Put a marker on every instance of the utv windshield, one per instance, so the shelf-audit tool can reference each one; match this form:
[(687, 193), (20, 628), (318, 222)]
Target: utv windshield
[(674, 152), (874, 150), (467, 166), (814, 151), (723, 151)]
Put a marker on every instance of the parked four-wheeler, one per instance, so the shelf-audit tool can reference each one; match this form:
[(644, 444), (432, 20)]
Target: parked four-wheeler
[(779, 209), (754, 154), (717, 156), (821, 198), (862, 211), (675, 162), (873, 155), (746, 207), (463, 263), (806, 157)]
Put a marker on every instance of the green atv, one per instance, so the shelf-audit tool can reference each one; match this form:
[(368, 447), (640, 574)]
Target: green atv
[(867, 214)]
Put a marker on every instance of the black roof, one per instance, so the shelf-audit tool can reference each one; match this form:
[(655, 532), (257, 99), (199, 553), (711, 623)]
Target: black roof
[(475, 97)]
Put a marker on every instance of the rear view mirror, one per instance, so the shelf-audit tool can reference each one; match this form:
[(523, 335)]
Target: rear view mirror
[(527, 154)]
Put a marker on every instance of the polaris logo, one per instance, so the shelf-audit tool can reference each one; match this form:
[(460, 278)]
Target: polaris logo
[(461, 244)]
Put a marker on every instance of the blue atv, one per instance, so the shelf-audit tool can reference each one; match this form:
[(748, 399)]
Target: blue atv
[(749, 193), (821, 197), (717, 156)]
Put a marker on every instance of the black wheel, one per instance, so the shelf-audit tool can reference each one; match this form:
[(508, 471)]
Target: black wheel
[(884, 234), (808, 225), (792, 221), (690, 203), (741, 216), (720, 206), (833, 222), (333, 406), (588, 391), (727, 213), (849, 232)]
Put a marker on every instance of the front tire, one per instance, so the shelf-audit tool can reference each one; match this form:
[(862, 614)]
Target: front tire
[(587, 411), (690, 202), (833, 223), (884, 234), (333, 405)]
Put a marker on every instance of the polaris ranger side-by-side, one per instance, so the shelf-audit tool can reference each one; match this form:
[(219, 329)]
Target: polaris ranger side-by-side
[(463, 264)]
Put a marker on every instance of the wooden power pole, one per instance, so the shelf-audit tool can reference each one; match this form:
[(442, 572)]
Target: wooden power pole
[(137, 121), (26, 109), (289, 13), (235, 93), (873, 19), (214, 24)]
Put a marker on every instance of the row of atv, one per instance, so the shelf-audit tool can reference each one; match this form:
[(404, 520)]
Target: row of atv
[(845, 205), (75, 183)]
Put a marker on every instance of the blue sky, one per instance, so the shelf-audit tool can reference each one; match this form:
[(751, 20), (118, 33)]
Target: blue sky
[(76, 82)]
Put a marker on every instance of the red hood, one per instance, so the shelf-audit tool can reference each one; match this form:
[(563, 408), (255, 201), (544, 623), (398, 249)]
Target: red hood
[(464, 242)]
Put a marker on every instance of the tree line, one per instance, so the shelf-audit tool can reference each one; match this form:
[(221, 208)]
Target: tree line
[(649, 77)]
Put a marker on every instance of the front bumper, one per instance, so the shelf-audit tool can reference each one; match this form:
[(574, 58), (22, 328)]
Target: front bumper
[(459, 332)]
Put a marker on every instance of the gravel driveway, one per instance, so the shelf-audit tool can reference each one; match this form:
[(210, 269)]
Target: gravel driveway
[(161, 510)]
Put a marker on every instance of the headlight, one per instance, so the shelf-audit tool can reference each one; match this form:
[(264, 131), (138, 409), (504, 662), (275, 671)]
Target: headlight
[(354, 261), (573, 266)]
++++
What is expected:
Can you switch "utv windshield" to "side-by-side windshield" and write out the stretch from the start of the rows through the line containing "[(674, 152), (874, 150), (467, 166), (814, 151), (723, 151)]", with nothing else changed?

Output:
Put a marker on every instance of the side-by-side windshield, one per instance, so the shelf-audit tool can reference each one; match this form:
[(687, 193), (20, 628), (318, 222)]
Target: side-by-side windshield
[(674, 152), (874, 150), (467, 166), (814, 151), (723, 151)]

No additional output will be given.